+++ Listed records +++
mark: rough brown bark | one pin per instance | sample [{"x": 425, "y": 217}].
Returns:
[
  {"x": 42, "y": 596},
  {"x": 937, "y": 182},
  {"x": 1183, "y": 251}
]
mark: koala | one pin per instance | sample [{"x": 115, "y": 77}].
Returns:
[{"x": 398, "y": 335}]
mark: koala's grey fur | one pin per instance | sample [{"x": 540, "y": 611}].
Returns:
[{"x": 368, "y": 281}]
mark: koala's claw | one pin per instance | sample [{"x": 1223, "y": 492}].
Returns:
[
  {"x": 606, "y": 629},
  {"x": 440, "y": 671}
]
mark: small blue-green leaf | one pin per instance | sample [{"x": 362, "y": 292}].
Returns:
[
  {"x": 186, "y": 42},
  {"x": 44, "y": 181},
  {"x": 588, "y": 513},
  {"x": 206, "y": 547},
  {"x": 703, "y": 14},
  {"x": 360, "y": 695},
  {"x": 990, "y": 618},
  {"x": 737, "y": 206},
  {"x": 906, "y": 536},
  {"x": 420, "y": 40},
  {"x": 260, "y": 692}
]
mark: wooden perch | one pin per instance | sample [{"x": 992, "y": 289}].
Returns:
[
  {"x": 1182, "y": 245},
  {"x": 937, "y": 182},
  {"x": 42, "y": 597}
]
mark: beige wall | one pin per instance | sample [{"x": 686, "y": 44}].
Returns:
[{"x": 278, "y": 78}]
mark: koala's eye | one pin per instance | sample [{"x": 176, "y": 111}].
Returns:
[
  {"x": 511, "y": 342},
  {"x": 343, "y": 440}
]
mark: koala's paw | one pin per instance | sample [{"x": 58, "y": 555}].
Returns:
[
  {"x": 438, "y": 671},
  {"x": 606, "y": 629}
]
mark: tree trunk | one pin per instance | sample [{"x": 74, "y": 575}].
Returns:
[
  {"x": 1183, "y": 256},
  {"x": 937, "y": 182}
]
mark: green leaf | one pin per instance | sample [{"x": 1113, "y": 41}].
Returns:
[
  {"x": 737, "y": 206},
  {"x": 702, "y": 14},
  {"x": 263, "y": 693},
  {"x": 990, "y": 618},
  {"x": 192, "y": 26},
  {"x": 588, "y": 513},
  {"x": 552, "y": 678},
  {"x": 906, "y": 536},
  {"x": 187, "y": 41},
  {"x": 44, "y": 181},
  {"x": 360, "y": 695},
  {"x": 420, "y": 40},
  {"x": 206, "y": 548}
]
+++
• _Instructions for the task_
Reproduce the complete set of lines precisely as supplied.

• _The result_
mark: rough brown bark | one pin per instance | sample [{"x": 425, "y": 217}].
Returns:
[
  {"x": 42, "y": 596},
  {"x": 937, "y": 182},
  {"x": 1183, "y": 251}
]
mark: koala | one pin per instance | sample [{"x": 115, "y": 77}].
Returns:
[{"x": 398, "y": 335}]
mark: koala's grey fur | one pin per instance | sample [{"x": 540, "y": 611}].
Returns:
[{"x": 368, "y": 281}]
mark: koala's claw | one pin per instance | sample [{"x": 1223, "y": 492}].
Returns:
[
  {"x": 606, "y": 629},
  {"x": 440, "y": 671}
]
mark: small blue-green leaf | one pin per instance | sample [{"x": 362, "y": 292}].
Returns:
[
  {"x": 186, "y": 42},
  {"x": 44, "y": 181},
  {"x": 588, "y": 513},
  {"x": 206, "y": 547},
  {"x": 703, "y": 14},
  {"x": 360, "y": 695},
  {"x": 990, "y": 618},
  {"x": 737, "y": 206},
  {"x": 906, "y": 536},
  {"x": 420, "y": 40},
  {"x": 260, "y": 692}
]
mark: wooden perch | one pin per instance | sample [{"x": 992, "y": 289}].
Returns:
[
  {"x": 1182, "y": 245},
  {"x": 937, "y": 182},
  {"x": 42, "y": 597}
]
mark: beige wall | one pin per instance | sample [{"x": 686, "y": 44}].
Returns:
[{"x": 278, "y": 78}]
mark: koala's eye | one pin per instance | sample [{"x": 176, "y": 111}].
Returns:
[
  {"x": 511, "y": 342},
  {"x": 343, "y": 440}
]
mark: koala's paw | one pin per instance | sample [{"x": 58, "y": 555}].
Returns:
[
  {"x": 438, "y": 671},
  {"x": 606, "y": 629}
]
mark: tree trunk | one pin per instance | sample [{"x": 74, "y": 575}].
Returns:
[
  {"x": 1183, "y": 256},
  {"x": 937, "y": 182}
]
mark: green leaf | one pin per instance | sample [{"x": 1113, "y": 41}].
Returns:
[
  {"x": 737, "y": 206},
  {"x": 702, "y": 14},
  {"x": 263, "y": 693},
  {"x": 990, "y": 618},
  {"x": 192, "y": 26},
  {"x": 588, "y": 513},
  {"x": 552, "y": 678},
  {"x": 906, "y": 536},
  {"x": 187, "y": 41},
  {"x": 44, "y": 181},
  {"x": 360, "y": 695},
  {"x": 420, "y": 40},
  {"x": 206, "y": 548}
]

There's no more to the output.